◆ **Do this**
Start at the line containing "Check that each instance of the microwave" and transcribe every line exactly through the end of the records below, and only those lines.
┌────────
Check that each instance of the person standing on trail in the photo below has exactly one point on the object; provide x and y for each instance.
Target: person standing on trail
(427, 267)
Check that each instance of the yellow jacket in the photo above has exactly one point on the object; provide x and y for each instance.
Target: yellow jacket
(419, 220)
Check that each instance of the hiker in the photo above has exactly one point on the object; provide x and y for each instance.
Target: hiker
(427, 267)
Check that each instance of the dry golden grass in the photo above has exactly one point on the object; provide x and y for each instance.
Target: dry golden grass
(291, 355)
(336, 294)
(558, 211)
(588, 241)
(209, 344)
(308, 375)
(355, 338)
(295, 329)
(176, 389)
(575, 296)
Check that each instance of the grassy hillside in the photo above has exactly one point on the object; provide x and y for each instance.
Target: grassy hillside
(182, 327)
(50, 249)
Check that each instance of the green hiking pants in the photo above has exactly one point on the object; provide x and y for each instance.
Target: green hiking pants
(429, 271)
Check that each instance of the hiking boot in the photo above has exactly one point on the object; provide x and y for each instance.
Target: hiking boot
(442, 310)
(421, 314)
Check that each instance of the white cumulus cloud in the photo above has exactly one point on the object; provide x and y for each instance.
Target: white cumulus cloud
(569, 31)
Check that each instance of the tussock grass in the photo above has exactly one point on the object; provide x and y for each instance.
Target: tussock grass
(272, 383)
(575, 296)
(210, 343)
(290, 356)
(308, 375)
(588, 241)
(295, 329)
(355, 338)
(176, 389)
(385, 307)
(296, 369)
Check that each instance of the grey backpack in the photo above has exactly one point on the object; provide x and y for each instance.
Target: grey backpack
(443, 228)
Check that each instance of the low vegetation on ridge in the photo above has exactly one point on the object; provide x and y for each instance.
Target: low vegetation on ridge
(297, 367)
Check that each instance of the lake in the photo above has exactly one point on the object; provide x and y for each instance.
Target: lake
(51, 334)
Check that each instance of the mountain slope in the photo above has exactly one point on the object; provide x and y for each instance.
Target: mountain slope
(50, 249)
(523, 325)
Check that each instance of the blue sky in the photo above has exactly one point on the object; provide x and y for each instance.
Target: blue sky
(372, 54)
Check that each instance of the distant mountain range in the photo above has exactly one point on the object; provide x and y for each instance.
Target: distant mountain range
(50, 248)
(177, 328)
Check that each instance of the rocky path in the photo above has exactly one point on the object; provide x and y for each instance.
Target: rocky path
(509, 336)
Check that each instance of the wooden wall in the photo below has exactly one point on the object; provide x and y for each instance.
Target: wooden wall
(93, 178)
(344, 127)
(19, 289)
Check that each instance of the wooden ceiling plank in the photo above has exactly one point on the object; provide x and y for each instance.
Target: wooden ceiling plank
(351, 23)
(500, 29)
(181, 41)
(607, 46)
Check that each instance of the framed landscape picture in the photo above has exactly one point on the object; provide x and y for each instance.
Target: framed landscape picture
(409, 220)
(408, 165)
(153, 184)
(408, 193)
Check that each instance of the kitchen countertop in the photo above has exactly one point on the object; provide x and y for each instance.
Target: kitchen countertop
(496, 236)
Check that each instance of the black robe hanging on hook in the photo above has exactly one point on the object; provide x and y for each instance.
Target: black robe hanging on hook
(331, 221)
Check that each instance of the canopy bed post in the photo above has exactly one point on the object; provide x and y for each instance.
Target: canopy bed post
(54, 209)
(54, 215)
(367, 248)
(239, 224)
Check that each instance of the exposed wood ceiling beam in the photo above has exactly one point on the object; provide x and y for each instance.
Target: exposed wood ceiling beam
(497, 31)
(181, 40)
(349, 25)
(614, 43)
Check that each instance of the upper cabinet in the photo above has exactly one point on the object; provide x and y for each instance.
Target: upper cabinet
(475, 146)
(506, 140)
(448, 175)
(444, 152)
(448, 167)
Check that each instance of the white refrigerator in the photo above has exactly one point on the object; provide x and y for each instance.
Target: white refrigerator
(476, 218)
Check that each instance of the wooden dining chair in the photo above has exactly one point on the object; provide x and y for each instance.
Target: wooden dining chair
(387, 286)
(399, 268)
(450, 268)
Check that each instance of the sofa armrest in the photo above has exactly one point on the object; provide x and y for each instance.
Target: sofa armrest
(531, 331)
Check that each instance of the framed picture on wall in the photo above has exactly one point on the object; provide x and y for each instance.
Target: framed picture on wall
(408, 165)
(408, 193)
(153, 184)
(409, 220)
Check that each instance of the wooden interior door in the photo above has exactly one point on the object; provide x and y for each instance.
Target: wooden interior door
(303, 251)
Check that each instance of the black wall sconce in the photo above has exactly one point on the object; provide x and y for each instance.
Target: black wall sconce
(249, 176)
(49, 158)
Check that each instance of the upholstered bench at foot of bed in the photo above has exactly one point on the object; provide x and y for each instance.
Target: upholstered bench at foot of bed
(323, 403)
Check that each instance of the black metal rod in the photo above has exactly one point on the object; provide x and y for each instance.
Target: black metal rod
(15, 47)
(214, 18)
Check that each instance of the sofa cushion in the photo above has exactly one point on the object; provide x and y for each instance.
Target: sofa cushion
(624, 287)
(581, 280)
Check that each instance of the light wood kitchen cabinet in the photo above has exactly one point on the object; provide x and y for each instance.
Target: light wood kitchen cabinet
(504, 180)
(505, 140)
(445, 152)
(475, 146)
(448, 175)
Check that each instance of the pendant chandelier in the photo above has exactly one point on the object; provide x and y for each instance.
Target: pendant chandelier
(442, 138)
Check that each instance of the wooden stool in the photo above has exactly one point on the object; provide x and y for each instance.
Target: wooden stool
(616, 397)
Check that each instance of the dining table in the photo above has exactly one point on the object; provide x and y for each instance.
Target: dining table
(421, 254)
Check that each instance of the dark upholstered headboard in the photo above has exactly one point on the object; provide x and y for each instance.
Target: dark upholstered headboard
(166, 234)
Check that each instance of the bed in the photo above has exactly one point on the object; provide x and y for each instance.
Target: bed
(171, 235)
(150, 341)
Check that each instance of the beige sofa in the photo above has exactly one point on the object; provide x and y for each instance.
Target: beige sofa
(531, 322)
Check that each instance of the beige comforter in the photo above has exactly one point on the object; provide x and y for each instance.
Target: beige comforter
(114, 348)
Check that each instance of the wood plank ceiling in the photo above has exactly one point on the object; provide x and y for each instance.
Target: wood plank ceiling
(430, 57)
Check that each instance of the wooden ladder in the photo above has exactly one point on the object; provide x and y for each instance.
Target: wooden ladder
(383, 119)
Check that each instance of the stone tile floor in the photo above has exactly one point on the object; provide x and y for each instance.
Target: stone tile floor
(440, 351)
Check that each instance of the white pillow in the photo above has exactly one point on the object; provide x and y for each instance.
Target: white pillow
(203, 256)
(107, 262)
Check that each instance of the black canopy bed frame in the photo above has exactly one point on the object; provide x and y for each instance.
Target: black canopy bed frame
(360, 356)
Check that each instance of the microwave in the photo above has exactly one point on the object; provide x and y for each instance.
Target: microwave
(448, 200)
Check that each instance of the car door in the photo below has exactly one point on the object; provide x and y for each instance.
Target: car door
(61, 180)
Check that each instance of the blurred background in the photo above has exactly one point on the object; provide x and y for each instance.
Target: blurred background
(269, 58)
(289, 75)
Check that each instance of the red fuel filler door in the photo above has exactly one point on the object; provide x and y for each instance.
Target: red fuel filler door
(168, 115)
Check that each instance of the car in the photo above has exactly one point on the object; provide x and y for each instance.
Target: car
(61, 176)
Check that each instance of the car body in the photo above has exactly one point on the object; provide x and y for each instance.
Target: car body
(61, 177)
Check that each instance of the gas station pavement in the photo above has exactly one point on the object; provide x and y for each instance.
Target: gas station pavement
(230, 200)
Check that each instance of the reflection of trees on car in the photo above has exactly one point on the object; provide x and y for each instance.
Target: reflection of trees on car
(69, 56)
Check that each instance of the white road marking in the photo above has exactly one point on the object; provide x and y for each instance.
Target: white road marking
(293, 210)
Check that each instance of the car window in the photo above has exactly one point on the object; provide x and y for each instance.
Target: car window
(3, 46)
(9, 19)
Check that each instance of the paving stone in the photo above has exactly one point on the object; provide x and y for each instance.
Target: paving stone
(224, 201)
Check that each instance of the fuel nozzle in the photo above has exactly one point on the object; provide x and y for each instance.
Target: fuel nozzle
└────────
◆ **Result**
Check that each instance of the microwave in the photo above has exactly one point on the object; provide x and y for each instance.
Target: microwave
(448, 200)
Check that each instance of the car door in the photo below has exactly one point on the object; provide x and y for each instance.
Target: car door
(61, 180)
Check that each instance of the blurred background in the photo above has exactly one point on the object; provide x and y for each instance.
Target: blurred background
(269, 58)
(289, 75)
Check that each instance of the red fuel filler door in the photo above has exactly one point on the object; provide x and y for each instance.
Target: red fuel filler door
(168, 115)
Check that each instance of the car in the photo above has exactly one point on the object; provide x and y for each instance.
Target: car
(61, 176)
Check that each instance of the car body in the photo above has exactly one point on the object; provide x and y for each instance.
Target: car body
(61, 177)
Check that each instance of the gas station pavement in the photo above has exactly one point on the object; provide x and y for each instance.
Target: gas station pavement
(230, 200)
Check that each instance of the reflection of trees on car in the photo above has exactly one point on the object; provide x and y for each instance.
Target: reflection of trees on car
(69, 56)
Check that each instance of the white road marking in the photo above has exactly one point on the object; provide x and y for each instance.
Target: white road marking
(293, 210)
Check that each instance of the car window in the photo above has exactly one point on the object; provide x and y for each instance.
Target: car window
(3, 46)
(9, 19)
Check that each instance of the paving stone in the photo above has exactly one point on the object; provide x and y for each instance.
Target: paving stone
(224, 201)
Check that each instance of the fuel nozzle in the photo above has exactly one point on the object; provide x and y for each instance.
Target: fuel nozzle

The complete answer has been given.